Task details:
Reproduce every one of the items below word for word, keeping each line in its original order and form.

Material to process:
__________________________________________________
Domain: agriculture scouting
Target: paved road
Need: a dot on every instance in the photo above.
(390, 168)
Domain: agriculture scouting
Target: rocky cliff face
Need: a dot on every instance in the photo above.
__________________________________________________
Solution to this exercise:
Domain: agriculture scouting
Target: paved road
Need: a dot on every instance in the photo above.
(390, 168)
Domain: agriculture scouting
Target: rocky cliff face
Need: a dot on every instance in the photo above.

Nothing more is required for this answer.